--- EXERCISE DIRECTIONS ---
Quote every line of the material beneath this one.
[START OF GIVEN RECORDS]
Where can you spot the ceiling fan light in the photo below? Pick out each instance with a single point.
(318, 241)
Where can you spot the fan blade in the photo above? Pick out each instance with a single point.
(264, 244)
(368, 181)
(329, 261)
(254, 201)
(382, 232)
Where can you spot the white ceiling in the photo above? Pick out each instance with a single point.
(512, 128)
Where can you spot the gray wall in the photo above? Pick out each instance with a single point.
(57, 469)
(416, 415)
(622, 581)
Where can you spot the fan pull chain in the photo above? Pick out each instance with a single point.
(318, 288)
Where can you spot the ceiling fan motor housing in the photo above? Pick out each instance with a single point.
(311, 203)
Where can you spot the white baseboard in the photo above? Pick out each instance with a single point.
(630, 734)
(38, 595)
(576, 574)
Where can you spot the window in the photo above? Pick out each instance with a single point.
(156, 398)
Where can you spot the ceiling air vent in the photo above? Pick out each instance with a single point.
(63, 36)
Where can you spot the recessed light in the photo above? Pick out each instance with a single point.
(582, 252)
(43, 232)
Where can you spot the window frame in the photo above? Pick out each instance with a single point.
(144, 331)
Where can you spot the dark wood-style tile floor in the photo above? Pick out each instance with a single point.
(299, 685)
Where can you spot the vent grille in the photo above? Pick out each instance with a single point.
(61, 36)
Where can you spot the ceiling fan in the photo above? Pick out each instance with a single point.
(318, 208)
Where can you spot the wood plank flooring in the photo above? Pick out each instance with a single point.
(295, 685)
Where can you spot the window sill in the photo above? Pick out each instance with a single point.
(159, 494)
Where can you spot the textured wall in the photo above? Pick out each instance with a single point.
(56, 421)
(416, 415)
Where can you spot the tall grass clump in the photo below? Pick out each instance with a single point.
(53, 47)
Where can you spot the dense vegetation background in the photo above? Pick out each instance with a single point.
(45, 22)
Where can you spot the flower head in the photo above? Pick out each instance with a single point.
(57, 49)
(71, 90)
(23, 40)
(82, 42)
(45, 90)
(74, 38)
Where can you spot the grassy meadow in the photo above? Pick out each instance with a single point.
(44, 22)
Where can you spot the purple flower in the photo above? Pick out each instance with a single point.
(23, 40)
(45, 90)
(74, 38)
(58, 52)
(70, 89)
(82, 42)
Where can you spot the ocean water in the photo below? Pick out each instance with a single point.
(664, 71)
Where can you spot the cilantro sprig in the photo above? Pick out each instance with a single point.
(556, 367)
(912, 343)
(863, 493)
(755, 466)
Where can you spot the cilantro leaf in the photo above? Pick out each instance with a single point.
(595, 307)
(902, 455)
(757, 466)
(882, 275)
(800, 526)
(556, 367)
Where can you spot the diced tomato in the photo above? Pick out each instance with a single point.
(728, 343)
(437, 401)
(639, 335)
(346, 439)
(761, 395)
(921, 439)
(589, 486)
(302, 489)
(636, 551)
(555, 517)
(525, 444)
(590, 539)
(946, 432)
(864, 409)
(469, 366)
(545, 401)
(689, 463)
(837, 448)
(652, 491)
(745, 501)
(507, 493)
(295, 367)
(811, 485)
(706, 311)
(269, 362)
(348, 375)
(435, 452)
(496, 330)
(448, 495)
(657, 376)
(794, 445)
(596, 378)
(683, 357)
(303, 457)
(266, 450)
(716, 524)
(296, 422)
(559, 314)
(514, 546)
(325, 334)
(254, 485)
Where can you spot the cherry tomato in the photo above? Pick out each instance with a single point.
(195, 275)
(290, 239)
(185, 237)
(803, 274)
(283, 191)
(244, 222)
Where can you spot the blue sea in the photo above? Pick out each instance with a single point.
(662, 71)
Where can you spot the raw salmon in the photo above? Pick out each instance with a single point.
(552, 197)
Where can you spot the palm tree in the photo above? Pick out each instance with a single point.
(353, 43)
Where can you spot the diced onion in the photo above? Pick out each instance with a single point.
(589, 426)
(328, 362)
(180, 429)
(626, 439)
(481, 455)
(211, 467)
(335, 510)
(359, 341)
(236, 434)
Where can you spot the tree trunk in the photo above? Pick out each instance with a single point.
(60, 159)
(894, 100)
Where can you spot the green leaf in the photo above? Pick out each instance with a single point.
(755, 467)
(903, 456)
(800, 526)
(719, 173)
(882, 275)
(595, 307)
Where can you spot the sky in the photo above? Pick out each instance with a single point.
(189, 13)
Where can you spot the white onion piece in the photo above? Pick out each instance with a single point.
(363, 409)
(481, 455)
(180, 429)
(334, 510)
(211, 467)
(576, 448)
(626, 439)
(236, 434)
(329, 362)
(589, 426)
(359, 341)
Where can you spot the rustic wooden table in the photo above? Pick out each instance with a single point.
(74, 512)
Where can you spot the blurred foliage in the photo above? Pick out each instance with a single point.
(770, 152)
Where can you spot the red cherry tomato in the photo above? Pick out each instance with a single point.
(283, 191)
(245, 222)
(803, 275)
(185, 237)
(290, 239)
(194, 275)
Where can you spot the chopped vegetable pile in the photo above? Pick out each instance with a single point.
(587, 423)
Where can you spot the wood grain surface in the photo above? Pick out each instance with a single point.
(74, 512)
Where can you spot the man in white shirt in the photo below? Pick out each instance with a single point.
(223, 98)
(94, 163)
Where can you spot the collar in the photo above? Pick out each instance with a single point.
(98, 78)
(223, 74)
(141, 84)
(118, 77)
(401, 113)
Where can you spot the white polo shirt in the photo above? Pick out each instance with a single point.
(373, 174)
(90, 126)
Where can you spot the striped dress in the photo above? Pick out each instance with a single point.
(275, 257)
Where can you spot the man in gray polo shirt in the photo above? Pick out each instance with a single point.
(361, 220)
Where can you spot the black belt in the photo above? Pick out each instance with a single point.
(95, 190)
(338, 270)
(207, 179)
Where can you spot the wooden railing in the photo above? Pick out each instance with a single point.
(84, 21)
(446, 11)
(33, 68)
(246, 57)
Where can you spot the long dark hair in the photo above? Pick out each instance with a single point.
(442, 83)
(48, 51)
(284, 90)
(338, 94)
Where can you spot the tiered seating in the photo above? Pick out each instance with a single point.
[END OF GIVEN RECORDS]
--- THE RESPONSE ---
Where can you spot the ceiling fan light in the photo below? Pick out each instance with a single point.
(318, 241)
Where can you spot the fan blade in the photo above? Pick out each instance with a single point.
(264, 244)
(368, 181)
(329, 261)
(254, 201)
(382, 232)
Where can you spot the white ceiling in the photo above? Pick out each instance with a single point.
(512, 128)
Where can you spot the gray wall in the photo above? Pick out each instance with a single point.
(57, 469)
(416, 415)
(622, 581)
Where can you spot the fan pull chain in the photo above? Pick out each instance with a single point.
(318, 288)
Where can you spot the ceiling fan motor housing in the photo above? Pick out each instance with a single point.
(311, 203)
Where can you spot the white baseboard in the photo above? Pick out each instance with a single point.
(630, 734)
(38, 595)
(576, 574)
Where can you spot the window in the photo above? Pick out each instance with a single point.
(156, 398)
Where can you spot the ceiling air vent in the photo above? Pick out each instance with a single point.
(63, 36)
Where can you spot the recessed light in the photo above? Pick out each instance with a single point.
(582, 252)
(43, 232)
Where can you spot the window frame in the photo above? Pick out each instance with a single point.
(144, 331)
Where can you spot the dark wood-style tile floor in the photo above? Pick out each instance with a single point.
(299, 685)
Where can you spot the vent grille in the photo above? Pick out each instance with a single point.
(61, 36)
Where can you spot the ceiling fan in the photo above? Pick out each instance with a single point.
(318, 208)
Where can you spot the wood plank flooring in the photo above? Pick out each instance with a single point.
(295, 685)
Where can you spot the window sill in the photo above? Pick out each instance with a single point.
(159, 494)
Where can you spot the textured wall in the photo above? Pick out each instance with a single point.
(56, 421)
(416, 415)
Where can you spot the tall grass clump in the photo below? Pick out each instance with a single point.
(53, 47)
Where can you spot the dense vegetation background in the photo above? Pick out each instance with a single point.
(45, 22)
Where can you spot the flower head in the photo above? Pick out each instance with a single point.
(57, 49)
(71, 90)
(23, 40)
(82, 42)
(45, 90)
(74, 38)
Where can you spot the grassy meadow in the photo above? Pick out each instance with a single point.
(44, 22)
Where can you spot the purple flower in the photo above? Pick out each instance with a single point.
(23, 40)
(45, 90)
(74, 38)
(58, 52)
(70, 89)
(82, 42)
Where can you spot the ocean water in the photo below? Pick out each instance with a single point.
(664, 71)
Where can you spot the cilantro sprig in the photo above? Pick out each instance with a single point.
(556, 367)
(912, 343)
(863, 493)
(755, 466)
Where can you spot the cilantro leaf in the photo above? Pick out each instance with a single point.
(595, 307)
(902, 455)
(757, 466)
(882, 275)
(800, 526)
(556, 367)
Where can you spot the diced tomato in the photo above? Pick out each instance with a single point.
(728, 343)
(437, 401)
(639, 335)
(346, 439)
(761, 395)
(921, 439)
(589, 486)
(302, 489)
(636, 551)
(555, 517)
(525, 444)
(590, 539)
(946, 432)
(864, 409)
(469, 366)
(545, 401)
(689, 463)
(837, 448)
(652, 491)
(745, 501)
(507, 493)
(295, 367)
(811, 485)
(706, 311)
(269, 362)
(348, 375)
(435, 452)
(496, 330)
(448, 495)
(657, 376)
(794, 445)
(596, 378)
(683, 357)
(303, 457)
(266, 450)
(716, 524)
(296, 422)
(559, 314)
(514, 546)
(325, 334)
(254, 485)
Where can you spot the cherry tomato in the photo above? Pick out each instance with a single point.
(195, 275)
(290, 239)
(185, 237)
(803, 274)
(283, 191)
(244, 222)
Where can you spot the blue sea in the photo above? Pick out each instance with a single point.
(662, 71)
Where can you spot the raw salmon in the photo above? Pick out each instance with a single point.
(552, 197)
Where can you spot the palm tree in the photo above? Pick out each instance with a single point.
(353, 43)
Where can you spot the diced onion in the photo above? Pick out each instance with a single point.
(589, 426)
(328, 362)
(180, 429)
(626, 439)
(481, 455)
(211, 467)
(335, 510)
(359, 341)
(236, 434)
Where can you spot the tree trunk in the photo above? Pick out each instance with a single point.
(60, 159)
(894, 100)
Where can you spot the green leaf in the photo above? Pick out each instance with a single point.
(755, 467)
(903, 456)
(800, 526)
(719, 173)
(882, 275)
(595, 307)
Where can you spot the sky in the photo above? Pick out each instance with a single point.
(189, 13)
Where can you spot the white onion piece in the photo above? Pick out each instance with a single point.
(363, 409)
(481, 455)
(180, 429)
(334, 510)
(211, 467)
(576, 448)
(626, 439)
(236, 434)
(329, 362)
(589, 426)
(359, 341)
Where can you spot the rustic wooden table in the photo above? Pick out each instance with a single point.
(74, 512)
Where can you spot the blurred foliage in the photo above? Pick out each instance with a single point.
(770, 152)
Where can you spot the red cherry tomato in the photo above? Pick out each instance with a single point.
(283, 191)
(245, 222)
(803, 275)
(185, 237)
(290, 239)
(194, 275)
Where can you spot the chopped vegetable pile in the photo above? Pick out each instance with a single point.
(587, 423)
Where can you spot the wood grain surface in the photo above? Pick out each instance with a single point.
(74, 512)
Where can you spot the man in white shirt in the photo below? Pick out each instance with a single point.
(223, 98)
(94, 163)
Where can you spot the collar in the photo above? Pick out each instance with a single point.
(98, 78)
(223, 74)
(141, 84)
(118, 77)
(401, 113)
Where can you spot the white polo shirt in the photo above? Pick out each instance with a single point.
(373, 174)
(90, 126)
Where can you spot the striped dress in the photo above? Pick out each instance with a single point.
(275, 257)
Where can you spot the man in gray polo shirt in the photo above? Pick out each instance with a single point.
(361, 220)
Where can you spot the black belt in the photo above? Pick out each instance with a single point.
(95, 190)
(338, 270)
(207, 179)
Where can you spot the wooden railing in the photo above? Pick out each instance with a single point.
(84, 21)
(446, 11)
(33, 68)
(246, 57)
Where can you spot the long dark hair in the photo above? Pick out each instance with a single point.
(442, 83)
(48, 51)
(284, 90)
(338, 94)
Where can you spot the tiered seating in the photo above? Pick out each instance with a single point.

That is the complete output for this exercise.